***** SUPPLIED DATA *****

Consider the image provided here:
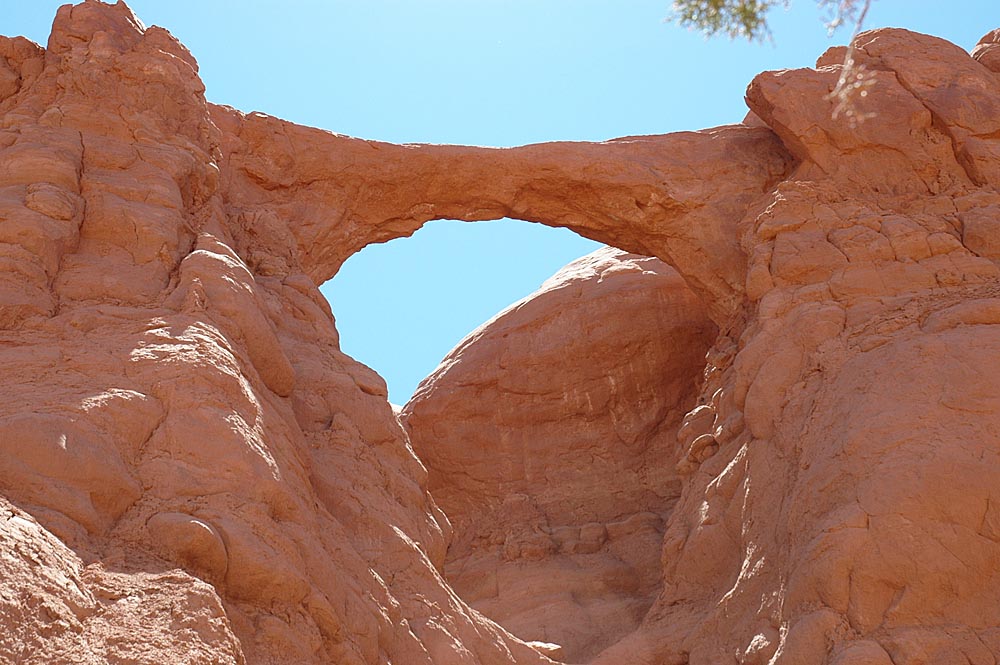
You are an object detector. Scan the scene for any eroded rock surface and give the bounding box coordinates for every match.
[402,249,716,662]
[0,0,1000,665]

*****
***** SUPPLIED DATA *****

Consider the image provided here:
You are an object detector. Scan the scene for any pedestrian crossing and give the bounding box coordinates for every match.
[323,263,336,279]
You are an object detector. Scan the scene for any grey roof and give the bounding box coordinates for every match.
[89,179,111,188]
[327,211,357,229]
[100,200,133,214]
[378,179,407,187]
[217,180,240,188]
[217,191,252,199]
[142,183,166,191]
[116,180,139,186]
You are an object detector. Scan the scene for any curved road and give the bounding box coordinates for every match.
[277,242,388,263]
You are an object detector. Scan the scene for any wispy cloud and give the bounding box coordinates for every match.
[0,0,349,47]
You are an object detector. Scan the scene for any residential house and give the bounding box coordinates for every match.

*****
***** SUPPLIED DATA *****

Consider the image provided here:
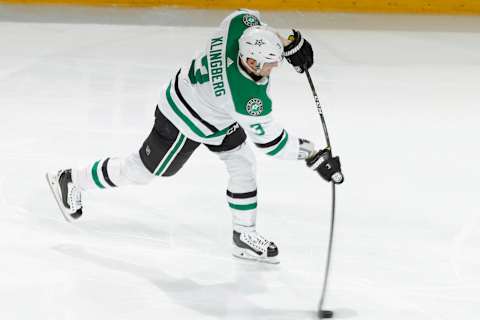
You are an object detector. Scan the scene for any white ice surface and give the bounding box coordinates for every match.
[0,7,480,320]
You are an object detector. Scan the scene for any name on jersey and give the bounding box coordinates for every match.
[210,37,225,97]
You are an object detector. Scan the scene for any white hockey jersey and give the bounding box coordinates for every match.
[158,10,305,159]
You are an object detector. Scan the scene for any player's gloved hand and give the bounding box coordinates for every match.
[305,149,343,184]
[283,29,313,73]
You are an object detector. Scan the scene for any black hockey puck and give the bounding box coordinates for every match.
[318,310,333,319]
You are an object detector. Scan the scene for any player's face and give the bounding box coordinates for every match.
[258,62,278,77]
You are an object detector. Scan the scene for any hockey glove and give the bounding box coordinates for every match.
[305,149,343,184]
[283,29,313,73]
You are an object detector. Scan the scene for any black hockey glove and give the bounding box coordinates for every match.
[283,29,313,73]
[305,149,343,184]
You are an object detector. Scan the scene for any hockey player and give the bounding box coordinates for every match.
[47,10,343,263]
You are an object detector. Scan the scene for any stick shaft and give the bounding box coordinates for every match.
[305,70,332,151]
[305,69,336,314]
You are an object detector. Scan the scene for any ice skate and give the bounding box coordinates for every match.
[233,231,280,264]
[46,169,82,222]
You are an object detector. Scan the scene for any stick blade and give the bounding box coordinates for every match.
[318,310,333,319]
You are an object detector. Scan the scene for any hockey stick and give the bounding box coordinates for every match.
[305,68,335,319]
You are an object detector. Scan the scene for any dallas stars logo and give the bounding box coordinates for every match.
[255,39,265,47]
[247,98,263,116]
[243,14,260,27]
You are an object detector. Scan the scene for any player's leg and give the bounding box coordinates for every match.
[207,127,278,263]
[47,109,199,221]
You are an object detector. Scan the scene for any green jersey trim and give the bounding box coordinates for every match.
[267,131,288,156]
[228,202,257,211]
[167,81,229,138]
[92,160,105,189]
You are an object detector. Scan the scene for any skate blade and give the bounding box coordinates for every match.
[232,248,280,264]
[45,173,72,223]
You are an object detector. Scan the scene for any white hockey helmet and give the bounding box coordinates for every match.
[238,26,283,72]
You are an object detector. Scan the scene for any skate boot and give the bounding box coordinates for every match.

*****

:: WHAT TO PRODUCE ::
How many lines in the items above contain the word "blade"? Give only the number.

:: CORRECT ANSWER ::
2